Given exercise » Return the records below from the line containing "pin: the car hood, one" onward, exactly, through and including the last line.

Input data »
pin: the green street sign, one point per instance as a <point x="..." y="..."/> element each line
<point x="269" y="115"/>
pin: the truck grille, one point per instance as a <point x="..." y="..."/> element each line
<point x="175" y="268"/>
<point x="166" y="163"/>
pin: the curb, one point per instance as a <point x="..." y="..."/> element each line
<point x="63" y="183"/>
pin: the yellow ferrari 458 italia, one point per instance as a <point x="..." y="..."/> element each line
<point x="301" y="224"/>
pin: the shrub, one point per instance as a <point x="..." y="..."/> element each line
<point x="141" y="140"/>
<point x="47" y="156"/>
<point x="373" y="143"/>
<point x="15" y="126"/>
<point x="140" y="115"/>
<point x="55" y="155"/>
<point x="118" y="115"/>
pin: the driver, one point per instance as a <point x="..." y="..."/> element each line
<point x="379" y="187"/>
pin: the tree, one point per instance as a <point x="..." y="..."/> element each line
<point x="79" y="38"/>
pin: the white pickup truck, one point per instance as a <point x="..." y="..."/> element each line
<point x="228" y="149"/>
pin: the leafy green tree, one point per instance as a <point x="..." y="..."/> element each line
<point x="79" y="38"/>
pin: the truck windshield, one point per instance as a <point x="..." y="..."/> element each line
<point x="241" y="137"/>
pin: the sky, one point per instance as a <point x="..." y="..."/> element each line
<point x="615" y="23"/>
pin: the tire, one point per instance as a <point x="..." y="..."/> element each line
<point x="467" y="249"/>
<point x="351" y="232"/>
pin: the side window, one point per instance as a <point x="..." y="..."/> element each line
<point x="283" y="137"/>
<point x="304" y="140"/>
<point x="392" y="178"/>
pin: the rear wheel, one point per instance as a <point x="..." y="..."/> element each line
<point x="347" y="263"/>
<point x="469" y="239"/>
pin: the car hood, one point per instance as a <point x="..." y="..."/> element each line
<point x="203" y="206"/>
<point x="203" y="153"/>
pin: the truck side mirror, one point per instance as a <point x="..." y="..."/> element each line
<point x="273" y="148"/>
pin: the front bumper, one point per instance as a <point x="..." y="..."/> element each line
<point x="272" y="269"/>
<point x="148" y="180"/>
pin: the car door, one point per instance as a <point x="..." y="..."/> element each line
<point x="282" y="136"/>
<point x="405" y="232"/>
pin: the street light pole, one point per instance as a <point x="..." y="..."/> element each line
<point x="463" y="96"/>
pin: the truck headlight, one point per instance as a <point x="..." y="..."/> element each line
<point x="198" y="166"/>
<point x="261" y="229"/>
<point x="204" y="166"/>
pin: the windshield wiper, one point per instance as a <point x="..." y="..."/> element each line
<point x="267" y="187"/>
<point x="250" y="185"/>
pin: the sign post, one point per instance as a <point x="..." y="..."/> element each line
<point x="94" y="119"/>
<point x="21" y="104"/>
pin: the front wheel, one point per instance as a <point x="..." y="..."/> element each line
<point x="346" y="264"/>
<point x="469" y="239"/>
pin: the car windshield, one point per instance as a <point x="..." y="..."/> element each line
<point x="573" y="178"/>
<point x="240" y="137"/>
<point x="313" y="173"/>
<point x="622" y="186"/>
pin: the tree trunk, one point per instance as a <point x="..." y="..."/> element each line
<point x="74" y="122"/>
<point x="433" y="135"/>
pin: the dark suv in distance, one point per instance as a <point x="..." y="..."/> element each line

Answer to the task »
pin: the car hood, one point per instance as a <point x="..." y="..."/> element each line
<point x="203" y="206"/>
<point x="203" y="153"/>
pin: the truck side mirror, one point per instance as a <point x="..." y="..."/> element each line
<point x="273" y="148"/>
pin: the front bumper, one point per instance as a <point x="..." y="..."/> element each line
<point x="272" y="269"/>
<point x="148" y="180"/>
pin: the car door, one point per instance as a <point x="..." y="..."/> element each line
<point x="282" y="136"/>
<point x="405" y="232"/>
pin: the street light pole, one point per instance as a <point x="..." y="..."/> element each line
<point x="463" y="96"/>
pin: the truck headlight, one point per instance as a <point x="..." y="..."/> element each line
<point x="198" y="166"/>
<point x="261" y="229"/>
<point x="204" y="166"/>
pin: the windshield wiper, one point per instance as a <point x="..." y="..."/> element each line
<point x="267" y="187"/>
<point x="250" y="185"/>
pin: the sign post, one point per instance as a <point x="..." y="..."/> element each line
<point x="94" y="119"/>
<point x="21" y="104"/>
pin: the front wheel, one point per instance as a <point x="..." y="..."/> element each line
<point x="346" y="264"/>
<point x="469" y="239"/>
pin: the car windshield, one point per instance as a <point x="..." y="..."/> element each line
<point x="573" y="178"/>
<point x="240" y="137"/>
<point x="313" y="173"/>
<point x="622" y="186"/>
pin: the tree trunk, one point per instance as a <point x="..." y="..."/> element each line
<point x="74" y="122"/>
<point x="433" y="135"/>
pin: the dark suv in distance, one point per instance as a <point x="..." y="..."/> element each line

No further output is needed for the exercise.